TASK REQUIREMENTS:
Which lines in the rows below contain the string "rubber"? Copy each of those lines in full.

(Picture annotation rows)
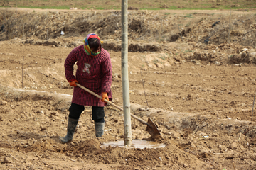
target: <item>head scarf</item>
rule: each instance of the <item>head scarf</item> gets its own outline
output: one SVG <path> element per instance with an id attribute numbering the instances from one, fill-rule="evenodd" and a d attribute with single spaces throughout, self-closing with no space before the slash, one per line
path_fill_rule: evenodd
<path id="1" fill-rule="evenodd" d="M 100 54 L 100 52 L 101 51 L 100 51 L 97 53 L 93 52 L 92 51 L 92 50 L 90 49 L 90 47 L 89 46 L 89 43 L 88 43 L 88 40 L 92 38 L 96 38 L 97 39 L 98 39 L 100 40 L 100 44 L 102 44 L 103 41 L 101 41 L 100 37 L 97 34 L 95 34 L 95 33 L 88 34 L 86 36 L 86 38 L 85 38 L 85 40 L 82 41 L 83 42 L 85 42 L 84 49 L 85 49 L 85 53 L 87 54 L 88 55 L 96 56 L 98 54 Z"/>

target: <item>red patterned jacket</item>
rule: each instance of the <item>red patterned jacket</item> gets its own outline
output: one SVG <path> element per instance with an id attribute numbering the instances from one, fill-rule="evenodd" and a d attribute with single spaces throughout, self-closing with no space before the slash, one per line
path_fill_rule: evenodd
<path id="1" fill-rule="evenodd" d="M 78 66 L 75 77 L 73 75 L 74 64 Z M 65 74 L 68 81 L 77 79 L 78 83 L 101 96 L 107 92 L 110 101 L 112 99 L 110 86 L 112 83 L 112 64 L 110 55 L 102 48 L 97 56 L 85 53 L 83 45 L 74 48 L 65 60 Z M 106 103 L 77 86 L 74 87 L 72 102 L 79 105 L 105 106 Z"/>

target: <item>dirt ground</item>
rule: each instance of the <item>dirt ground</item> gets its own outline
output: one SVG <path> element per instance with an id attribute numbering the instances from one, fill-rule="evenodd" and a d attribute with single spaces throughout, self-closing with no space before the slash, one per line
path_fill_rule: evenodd
<path id="1" fill-rule="evenodd" d="M 19 11 L 20 16 L 24 11 Z M 123 113 L 111 106 L 105 108 L 102 137 L 95 137 L 90 107 L 86 106 L 73 140 L 66 144 L 59 140 L 66 133 L 73 95 L 65 78 L 64 61 L 87 32 L 99 33 L 110 54 L 113 103 L 122 107 L 120 28 L 110 32 L 106 19 L 117 20 L 110 18 L 113 11 L 100 14 L 107 23 L 102 27 L 86 21 L 89 28 L 83 33 L 75 23 L 73 28 L 66 25 L 65 30 L 56 31 L 50 24 L 60 21 L 54 19 L 46 27 L 38 18 L 38 25 L 32 27 L 29 22 L 40 11 L 27 12 L 30 30 L 25 26 L 23 33 L 14 26 L 11 35 L 4 31 L 0 35 L 0 169 L 256 169 L 256 123 L 252 116 L 255 13 L 234 12 L 232 29 L 227 28 L 230 28 L 230 11 L 131 14 L 137 17 L 130 18 L 129 28 L 131 112 L 144 120 L 150 118 L 161 134 L 161 138 L 152 139 L 146 126 L 132 118 L 132 139 L 165 144 L 142 149 L 102 147 L 105 142 L 124 137 Z M 80 15 L 78 11 L 56 13 L 47 17 L 68 15 L 67 22 L 71 22 Z M 193 17 L 184 17 L 189 14 Z M 151 24 L 161 17 L 166 19 L 162 26 L 169 25 L 157 32 L 160 26 L 154 30 Z M 219 18 L 216 28 L 212 24 Z M 113 21 L 112 28 L 117 23 Z M 6 36 L 10 40 L 4 40 Z"/>

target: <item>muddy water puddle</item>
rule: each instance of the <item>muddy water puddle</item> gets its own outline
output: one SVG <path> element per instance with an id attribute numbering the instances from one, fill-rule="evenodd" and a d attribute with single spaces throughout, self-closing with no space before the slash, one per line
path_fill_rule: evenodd
<path id="1" fill-rule="evenodd" d="M 102 148 L 106 148 L 109 146 L 111 147 L 126 147 L 126 148 L 139 148 L 143 149 L 144 148 L 160 148 L 165 147 L 164 144 L 159 144 L 152 141 L 146 141 L 146 140 L 132 140 L 132 146 L 124 146 L 124 140 L 120 141 L 110 141 L 107 142 L 105 142 L 101 146 Z"/>

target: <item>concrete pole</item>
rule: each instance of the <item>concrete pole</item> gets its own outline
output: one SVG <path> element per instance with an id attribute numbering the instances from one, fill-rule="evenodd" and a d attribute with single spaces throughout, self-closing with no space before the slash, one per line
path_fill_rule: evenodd
<path id="1" fill-rule="evenodd" d="M 128 78 L 128 0 L 122 0 L 122 83 L 123 91 L 124 146 L 132 145 L 131 113 Z"/>

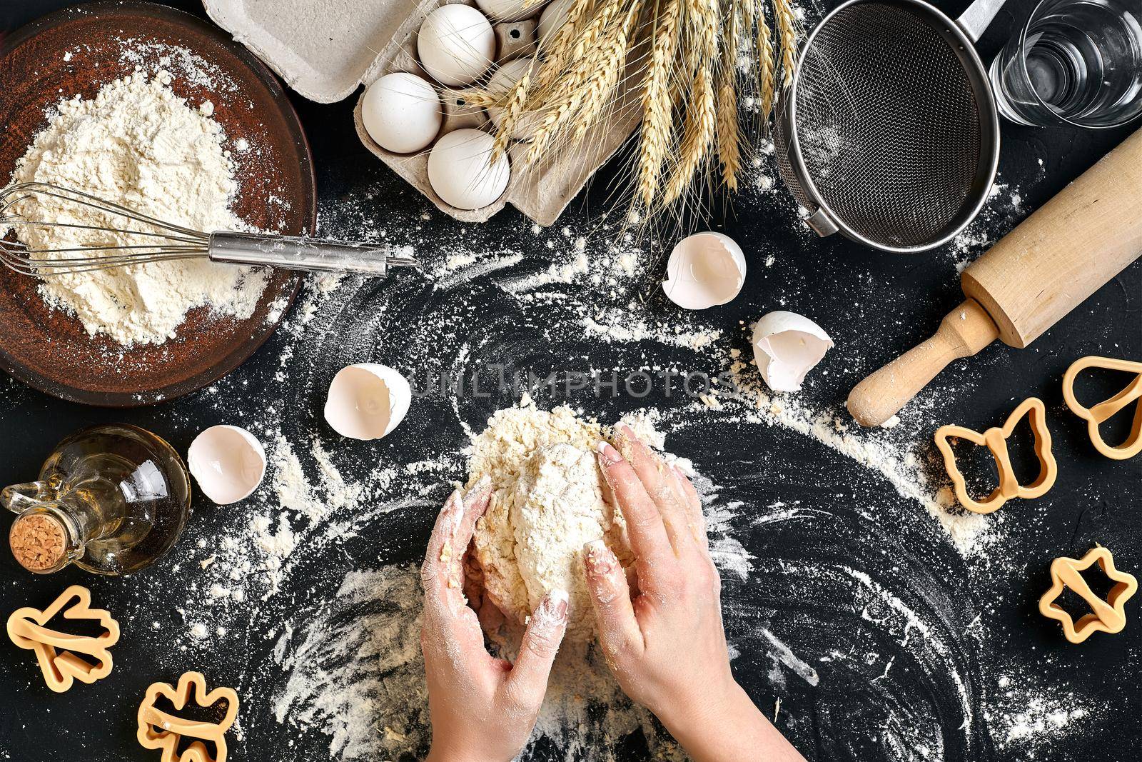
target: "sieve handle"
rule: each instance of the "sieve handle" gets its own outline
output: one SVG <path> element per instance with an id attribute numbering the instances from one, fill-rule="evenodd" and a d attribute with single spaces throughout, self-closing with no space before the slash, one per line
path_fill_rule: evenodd
<path id="1" fill-rule="evenodd" d="M 964 11 L 964 15 L 956 19 L 956 23 L 964 30 L 964 34 L 971 38 L 972 42 L 979 42 L 983 32 L 991 25 L 996 14 L 1003 8 L 1004 2 L 1006 0 L 975 0 Z"/>

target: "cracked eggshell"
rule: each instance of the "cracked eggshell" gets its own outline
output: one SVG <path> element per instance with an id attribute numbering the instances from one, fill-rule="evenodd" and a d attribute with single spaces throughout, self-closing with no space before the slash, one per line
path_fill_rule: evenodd
<path id="1" fill-rule="evenodd" d="M 266 451 L 240 426 L 211 426 L 191 442 L 186 466 L 203 495 L 228 505 L 258 489 L 266 475 Z"/>
<path id="2" fill-rule="evenodd" d="M 380 439 L 404 418 L 412 390 L 388 366 L 362 362 L 337 371 L 325 398 L 325 420 L 341 436 Z"/>
<path id="3" fill-rule="evenodd" d="M 754 326 L 754 359 L 766 385 L 774 392 L 796 392 L 833 339 L 825 330 L 796 312 L 770 312 Z"/>
<path id="4" fill-rule="evenodd" d="M 741 247 L 722 233 L 695 233 L 670 251 L 662 290 L 679 307 L 705 310 L 730 302 L 745 282 Z"/>

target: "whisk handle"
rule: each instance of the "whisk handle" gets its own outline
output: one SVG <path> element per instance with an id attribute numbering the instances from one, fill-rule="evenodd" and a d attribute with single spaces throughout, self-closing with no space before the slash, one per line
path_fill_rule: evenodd
<path id="1" fill-rule="evenodd" d="M 409 247 L 258 233 L 211 233 L 207 254 L 211 262 L 362 275 L 385 275 L 392 265 L 416 263 Z"/>

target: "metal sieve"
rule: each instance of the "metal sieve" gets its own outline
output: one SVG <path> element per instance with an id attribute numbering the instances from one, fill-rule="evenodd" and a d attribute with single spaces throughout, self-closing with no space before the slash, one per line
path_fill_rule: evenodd
<path id="1" fill-rule="evenodd" d="M 923 0 L 849 0 L 805 39 L 773 142 L 819 235 L 924 251 L 979 214 L 999 120 L 974 42 L 1003 3 L 952 21 Z"/>

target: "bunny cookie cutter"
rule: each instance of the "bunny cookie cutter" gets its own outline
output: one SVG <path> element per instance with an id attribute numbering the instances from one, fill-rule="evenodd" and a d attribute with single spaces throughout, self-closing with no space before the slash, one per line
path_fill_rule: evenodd
<path id="1" fill-rule="evenodd" d="M 97 636 L 73 635 L 47 627 L 61 611 L 65 619 L 98 621 L 104 632 Z M 48 688 L 63 693 L 75 680 L 94 683 L 111 674 L 112 659 L 107 649 L 119 642 L 119 623 L 107 611 L 91 608 L 91 591 L 72 585 L 42 611 L 32 607 L 13 611 L 8 617 L 8 637 L 19 648 L 35 652 Z"/>
<path id="2" fill-rule="evenodd" d="M 226 701 L 226 711 L 217 722 L 187 720 L 155 706 L 162 697 L 180 711 L 190 704 L 192 695 L 200 707 L 211 707 L 220 700 Z M 207 681 L 200 672 L 184 672 L 178 679 L 178 687 L 170 683 L 152 683 L 146 689 L 146 696 L 139 705 L 138 732 L 139 744 L 144 748 L 162 749 L 161 762 L 226 762 L 226 731 L 238 717 L 238 693 L 233 688 L 215 688 L 207 692 Z M 178 747 L 183 741 L 193 739 L 182 753 Z M 215 755 L 210 756 L 207 744 L 212 744 Z"/>
<path id="3" fill-rule="evenodd" d="M 1007 452 L 1007 439 L 1024 416 L 1028 417 L 1031 431 L 1035 433 L 1035 455 L 1039 459 L 1039 475 L 1026 487 L 1020 484 L 1015 478 L 1015 472 L 1011 466 L 1011 455 Z M 1055 456 L 1051 452 L 1051 432 L 1047 430 L 1046 417 L 1047 411 L 1043 406 L 1043 400 L 1030 396 L 1012 410 L 1003 426 L 991 427 L 982 434 L 950 424 L 936 430 L 935 446 L 943 455 L 943 465 L 955 487 L 956 497 L 965 508 L 972 513 L 991 513 L 1013 498 L 1027 499 L 1046 495 L 1059 475 L 1059 465 L 1055 463 Z M 956 466 L 956 456 L 951 451 L 949 439 L 962 439 L 973 444 L 986 446 L 995 457 L 996 470 L 999 472 L 999 486 L 982 500 L 975 500 L 967 494 L 966 480 Z"/>
<path id="4" fill-rule="evenodd" d="M 1102 573 L 1116 583 L 1107 594 L 1105 601 L 1091 591 L 1091 586 L 1079 573 L 1095 563 L 1102 569 Z M 1134 575 L 1115 568 L 1115 556 L 1109 550 L 1100 545 L 1088 551 L 1081 559 L 1067 556 L 1055 559 L 1051 562 L 1051 589 L 1039 599 L 1039 613 L 1062 623 L 1063 635 L 1070 642 L 1081 643 L 1095 631 L 1117 633 L 1126 626 L 1126 601 L 1137 591 L 1139 583 Z M 1055 603 L 1055 599 L 1062 594 L 1064 587 L 1078 593 L 1091 607 L 1091 612 L 1079 617 L 1078 621 Z"/>
<path id="5" fill-rule="evenodd" d="M 1123 391 L 1118 392 L 1109 400 L 1103 400 L 1093 408 L 1084 407 L 1075 399 L 1075 378 L 1087 368 L 1107 368 L 1108 370 L 1125 370 L 1135 374 L 1134 380 L 1127 384 Z M 1071 363 L 1063 375 L 1063 400 L 1067 407 L 1076 416 L 1086 422 L 1086 430 L 1091 436 L 1094 449 L 1099 450 L 1108 458 L 1125 460 L 1142 452 L 1142 362 L 1131 360 L 1119 360 L 1117 358 L 1100 358 L 1087 355 L 1079 358 Z M 1131 433 L 1121 444 L 1107 444 L 1102 439 L 1099 428 L 1103 422 L 1117 414 L 1119 410 L 1135 402 L 1134 422 L 1131 424 Z"/>

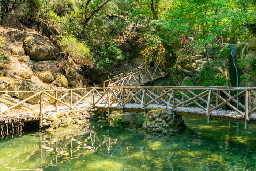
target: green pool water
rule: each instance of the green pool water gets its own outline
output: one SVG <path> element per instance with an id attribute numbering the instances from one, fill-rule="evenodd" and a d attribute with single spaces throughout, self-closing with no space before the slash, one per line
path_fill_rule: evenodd
<path id="1" fill-rule="evenodd" d="M 179 134 L 143 131 L 143 114 L 126 113 L 4 137 L 0 170 L 256 170 L 256 125 L 183 119 Z"/>

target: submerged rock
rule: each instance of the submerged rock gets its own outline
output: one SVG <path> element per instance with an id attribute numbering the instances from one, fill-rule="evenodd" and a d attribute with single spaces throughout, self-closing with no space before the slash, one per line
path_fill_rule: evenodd
<path id="1" fill-rule="evenodd" d="M 152 121 L 153 118 L 155 118 L 154 120 Z M 181 131 L 186 129 L 186 126 L 181 116 L 176 115 L 173 119 L 170 111 L 166 112 L 163 109 L 156 108 L 148 112 L 146 118 L 147 119 L 142 126 L 142 129 L 144 130 L 166 133 Z"/>
<path id="2" fill-rule="evenodd" d="M 57 58 L 59 53 L 57 49 L 39 36 L 30 36 L 25 38 L 23 48 L 30 58 L 34 60 L 52 60 Z"/>

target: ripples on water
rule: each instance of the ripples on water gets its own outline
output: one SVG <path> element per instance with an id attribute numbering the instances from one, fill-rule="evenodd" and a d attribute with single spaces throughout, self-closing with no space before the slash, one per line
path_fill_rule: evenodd
<path id="1" fill-rule="evenodd" d="M 180 134 L 143 131 L 143 114 L 126 113 L 4 138 L 0 170 L 256 170 L 256 125 L 245 130 L 242 123 L 184 119 Z"/>

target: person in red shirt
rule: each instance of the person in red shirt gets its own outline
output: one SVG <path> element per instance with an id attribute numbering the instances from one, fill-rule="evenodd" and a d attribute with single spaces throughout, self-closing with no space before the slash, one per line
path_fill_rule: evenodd
<path id="1" fill-rule="evenodd" d="M 183 38 L 183 42 L 187 42 L 188 41 L 188 40 L 187 39 L 187 38 L 186 37 L 184 37 Z"/>

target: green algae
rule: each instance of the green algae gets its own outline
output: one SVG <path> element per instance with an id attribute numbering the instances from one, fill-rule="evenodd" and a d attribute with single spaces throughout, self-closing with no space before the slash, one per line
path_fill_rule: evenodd
<path id="1" fill-rule="evenodd" d="M 120 117 L 121 116 L 121 119 Z M 149 133 L 142 114 L 0 141 L 0 170 L 254 170 L 256 125 L 184 117 L 184 132 Z M 125 122 L 124 121 L 125 121 Z"/>

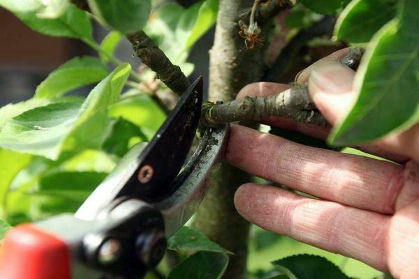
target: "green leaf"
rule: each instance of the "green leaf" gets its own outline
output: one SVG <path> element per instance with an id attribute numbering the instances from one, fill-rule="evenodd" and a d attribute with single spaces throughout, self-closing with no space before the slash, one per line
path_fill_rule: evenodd
<path id="1" fill-rule="evenodd" d="M 0 240 L 3 239 L 6 234 L 12 228 L 9 224 L 0 220 Z"/>
<path id="2" fill-rule="evenodd" d="M 103 110 L 119 99 L 130 70 L 128 64 L 117 67 L 82 104 L 76 101 L 50 104 L 13 118 L 0 131 L 0 146 L 56 160 L 63 149 L 90 148 L 86 142 L 100 146 L 102 139 L 95 136 L 108 128 Z"/>
<path id="3" fill-rule="evenodd" d="M 0 213 L 2 218 L 6 216 L 4 204 L 7 193 L 15 176 L 32 160 L 32 156 L 0 149 Z"/>
<path id="4" fill-rule="evenodd" d="M 40 18 L 59 17 L 69 5 L 69 0 L 0 0 L 0 6 L 12 13 L 34 12 Z"/>
<path id="5" fill-rule="evenodd" d="M 106 172 L 54 172 L 41 178 L 38 192 L 50 195 L 73 195 L 82 192 L 89 195 L 107 176 Z"/>
<path id="6" fill-rule="evenodd" d="M 317 147 L 328 150 L 339 151 L 340 148 L 332 148 L 330 146 L 323 140 L 320 140 L 316 137 L 309 137 L 297 131 L 291 130 L 281 129 L 273 127 L 269 132 L 270 134 L 277 135 L 278 137 L 284 137 L 288 140 L 297 142 L 300 144 L 307 145 L 309 146 Z"/>
<path id="7" fill-rule="evenodd" d="M 207 251 L 231 253 L 219 245 L 214 243 L 205 235 L 183 227 L 168 241 L 168 249 L 175 251 Z"/>
<path id="8" fill-rule="evenodd" d="M 342 0 L 301 0 L 301 3 L 314 13 L 321 14 L 335 14 L 341 8 Z"/>
<path id="9" fill-rule="evenodd" d="M 284 23 L 288 28 L 301 29 L 309 27 L 321 18 L 322 15 L 313 13 L 301 5 L 297 5 L 290 10 L 290 14 L 285 19 Z"/>
<path id="10" fill-rule="evenodd" d="M 339 40 L 367 43 L 396 15 L 397 2 L 390 0 L 355 0 L 341 13 L 335 33 Z"/>
<path id="11" fill-rule="evenodd" d="M 52 213 L 74 211 L 89 195 L 89 190 L 105 174 L 112 172 L 115 165 L 115 158 L 95 150 L 66 153 L 57 161 L 36 158 L 15 176 L 11 183 L 8 195 L 8 216 L 10 216 L 8 220 L 16 224 L 45 218 Z M 75 177 L 74 180 L 63 177 L 64 174 L 82 174 L 80 179 Z M 87 174 L 101 176 L 87 185 L 83 182 Z M 57 181 L 60 176 L 66 181 Z M 70 183 L 78 179 L 80 183 L 73 189 Z M 87 181 L 92 179 L 87 177 Z M 75 190 L 82 186 L 83 189 Z M 54 188 L 60 186 L 66 190 Z"/>
<path id="12" fill-rule="evenodd" d="M 41 1 L 44 6 L 38 10 L 36 15 L 40 18 L 57 18 L 61 16 L 70 6 L 69 0 L 50 0 Z"/>
<path id="13" fill-rule="evenodd" d="M 33 12 L 41 8 L 39 0 L 0 0 L 0 6 L 12 13 Z"/>
<path id="14" fill-rule="evenodd" d="M 326 258 L 311 255 L 298 255 L 273 262 L 282 275 L 291 279 L 350 279 Z"/>
<path id="15" fill-rule="evenodd" d="M 397 19 L 374 36 L 355 80 L 358 98 L 332 130 L 334 144 L 372 141 L 419 120 L 419 2 L 406 0 Z"/>
<path id="16" fill-rule="evenodd" d="M 135 91 L 136 93 L 139 93 Z M 124 118 L 141 127 L 147 137 L 152 137 L 166 119 L 166 114 L 147 94 L 125 98 L 109 107 L 109 115 L 112 118 Z M 147 133 L 147 130 L 150 133 Z M 149 137 L 149 140 L 151 137 Z"/>
<path id="17" fill-rule="evenodd" d="M 123 35 L 117 31 L 110 32 L 101 43 L 101 50 L 103 52 L 99 52 L 101 60 L 103 63 L 109 62 L 110 57 L 115 56 L 115 49 L 121 42 Z"/>
<path id="18" fill-rule="evenodd" d="M 161 5 L 147 25 L 145 31 L 182 71 L 191 70 L 186 63 L 188 52 L 212 27 L 218 0 L 206 0 L 184 8 L 175 3 Z M 176 45 L 176 47 L 173 47 Z"/>
<path id="19" fill-rule="evenodd" d="M 224 253 L 198 252 L 173 269 L 168 279 L 219 279 L 228 264 Z"/>
<path id="20" fill-rule="evenodd" d="M 147 141 L 147 137 L 140 127 L 123 118 L 119 118 L 113 123 L 110 134 L 105 140 L 102 149 L 108 153 L 122 157 L 133 144 Z"/>
<path id="21" fill-rule="evenodd" d="M 39 18 L 36 12 L 16 12 L 15 15 L 29 27 L 43 34 L 92 40 L 91 23 L 87 13 L 73 4 L 56 19 Z"/>
<path id="22" fill-rule="evenodd" d="M 206 0 L 203 1 L 198 12 L 198 17 L 189 34 L 186 47 L 191 47 L 216 21 L 219 0 Z"/>
<path id="23" fill-rule="evenodd" d="M 35 97 L 59 97 L 71 90 L 98 82 L 108 73 L 97 58 L 76 57 L 51 73 L 36 88 Z"/>
<path id="24" fill-rule="evenodd" d="M 124 34 L 141 30 L 148 20 L 150 0 L 88 0 L 93 13 Z"/>

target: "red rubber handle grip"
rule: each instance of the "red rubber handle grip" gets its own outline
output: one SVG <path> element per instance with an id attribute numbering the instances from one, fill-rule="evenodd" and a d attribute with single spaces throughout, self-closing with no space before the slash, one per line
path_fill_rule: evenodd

RESPONSE:
target: "red rubber handle grip"
rule: each instance of the "red rubber handle grip" gets its own outline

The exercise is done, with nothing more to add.